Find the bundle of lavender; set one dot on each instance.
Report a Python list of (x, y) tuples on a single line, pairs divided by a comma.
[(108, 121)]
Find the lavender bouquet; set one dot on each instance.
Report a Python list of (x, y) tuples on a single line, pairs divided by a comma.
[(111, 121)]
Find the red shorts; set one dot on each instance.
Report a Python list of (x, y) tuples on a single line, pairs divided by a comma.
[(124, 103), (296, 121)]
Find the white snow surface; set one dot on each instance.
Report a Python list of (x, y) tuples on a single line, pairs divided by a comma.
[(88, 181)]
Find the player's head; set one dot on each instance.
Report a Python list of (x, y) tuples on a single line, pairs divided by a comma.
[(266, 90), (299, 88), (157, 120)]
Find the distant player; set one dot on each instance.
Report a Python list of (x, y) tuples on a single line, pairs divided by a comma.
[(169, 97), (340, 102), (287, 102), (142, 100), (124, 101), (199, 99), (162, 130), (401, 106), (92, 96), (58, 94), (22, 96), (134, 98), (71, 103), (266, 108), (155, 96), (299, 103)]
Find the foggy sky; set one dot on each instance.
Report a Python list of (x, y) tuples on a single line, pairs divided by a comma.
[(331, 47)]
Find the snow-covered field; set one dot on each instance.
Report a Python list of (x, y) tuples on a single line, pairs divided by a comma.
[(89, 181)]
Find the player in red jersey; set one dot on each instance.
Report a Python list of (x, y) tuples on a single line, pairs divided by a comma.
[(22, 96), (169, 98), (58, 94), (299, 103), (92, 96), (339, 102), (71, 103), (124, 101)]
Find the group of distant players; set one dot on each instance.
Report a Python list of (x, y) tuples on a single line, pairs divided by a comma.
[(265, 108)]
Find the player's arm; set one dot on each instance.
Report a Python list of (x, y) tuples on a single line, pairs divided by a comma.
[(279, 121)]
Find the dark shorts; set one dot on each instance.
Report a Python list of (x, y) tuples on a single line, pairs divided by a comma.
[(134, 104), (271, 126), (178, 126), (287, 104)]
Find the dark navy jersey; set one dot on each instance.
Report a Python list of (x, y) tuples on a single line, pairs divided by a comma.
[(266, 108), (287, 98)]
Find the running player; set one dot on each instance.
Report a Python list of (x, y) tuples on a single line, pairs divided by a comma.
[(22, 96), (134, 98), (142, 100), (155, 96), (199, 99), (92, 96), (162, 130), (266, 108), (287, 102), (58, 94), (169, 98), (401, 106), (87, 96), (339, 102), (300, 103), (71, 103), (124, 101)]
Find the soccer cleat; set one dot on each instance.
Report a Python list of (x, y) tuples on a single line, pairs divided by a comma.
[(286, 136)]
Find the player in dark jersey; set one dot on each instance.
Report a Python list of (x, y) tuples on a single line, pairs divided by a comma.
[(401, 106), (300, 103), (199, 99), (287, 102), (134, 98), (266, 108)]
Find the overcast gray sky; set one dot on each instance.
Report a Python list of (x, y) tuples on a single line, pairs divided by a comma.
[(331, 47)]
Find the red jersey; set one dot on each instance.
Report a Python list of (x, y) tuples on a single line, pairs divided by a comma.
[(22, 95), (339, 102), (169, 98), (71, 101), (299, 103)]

> [What to do]: The records need to be reproduced in their entirety, word for word.

> [Response to this exercise]:
Find the bundle of lavender; set one dot on each instance.
Report a Python list of (x, y) tuples on a single line, pairs divided by a comma.
[(108, 121)]
Find the lavender bouquet; set one dot on each instance.
Report a Python list of (x, y) tuples on a single line, pairs divided by a comma.
[(111, 121)]
Find the red shorts; set one dot on each instance.
Report a Python list of (x, y) tuples on a single line, pairs divided by a comma.
[(124, 103), (296, 121)]
Find the white snow surface; set one dot on each instance.
Report a Python list of (x, y) tuples on a single line, pairs divided by a comma.
[(88, 181)]
Find the player's head; set one dot on each instance.
Report a Python list of (x, y) tuples on a single line, pairs divided by a comma.
[(266, 90), (299, 88), (157, 120)]
Find the distant player; set one dot on each instance.
Report a Python list of (x, y) tuples on a single line, pairs divided by a comma.
[(169, 97), (340, 102), (287, 102), (142, 100), (124, 101), (199, 99), (162, 130), (401, 106), (92, 96), (58, 94), (22, 96), (134, 98), (71, 103), (266, 108), (155, 96), (299, 103)]
Find the foggy sky; set one dot on each instance.
Report a Python list of (x, y) tuples on a single line, pairs divided by a comma.
[(331, 47)]
Find the snow-covered field; set one dot on each instance.
Report a Python list of (x, y) tuples on a single line, pairs divided by a comma.
[(89, 181)]
Find the player in red jersey; set one dot on each instance.
Report a Python list of (x, y) tuples on a single line, pairs divided by a comma.
[(22, 96), (169, 98), (58, 94), (299, 103), (92, 96), (339, 102), (71, 103), (124, 101)]
Find the group of distant players; set one dot on each instance.
Report a Python list of (x, y) tuples on a single line, pairs divided by a comma.
[(265, 108)]
Find the player's arm; set one dot on each instance.
Report a Python list of (x, y) tuples on a single line, pairs divided by a comma.
[(279, 121)]
Find the dark shorts; set one dot on each instance.
Report a Python list of (x, y) tuples on a single line, pairs divided by a comma.
[(134, 104), (271, 126), (178, 126), (287, 104)]
Find the dark navy jersey; set one dot on each instance.
Report a Python list of (x, y) tuples on a single line, pairs divided by a comma.
[(266, 108), (287, 98)]
Find the running player; set one dot on each instance.
Report a Python list of (x, y) tuples on a single line, pairs divided by a comma.
[(22, 96), (134, 98), (142, 100), (155, 96), (199, 99), (92, 96), (162, 130), (266, 108), (287, 102), (58, 94), (169, 98), (401, 106), (87, 96), (339, 102), (300, 103), (71, 103), (124, 101)]
Find the soccer cleat; set one dot on each instance.
Report a Python list of (x, y) tuples on a single line, pairs divided by a comma.
[(286, 136)]
Find the player in dark jersey; set one dot on each instance.
Report a Python list of (x, y) tuples on a single line, pairs divided by a comma.
[(401, 106), (300, 103), (199, 99), (287, 102), (134, 98), (266, 108)]
Find the overcast gray sky; set one dot on each instance.
Report a Python list of (x, y) tuples on a single line, pairs divided by a comma.
[(331, 47)]
Find the red jersey; set one dot on each instance.
Report a Python list of (x, y) tuples on a single line, pairs divided by a comma.
[(22, 95), (339, 102), (169, 98), (71, 101), (299, 103)]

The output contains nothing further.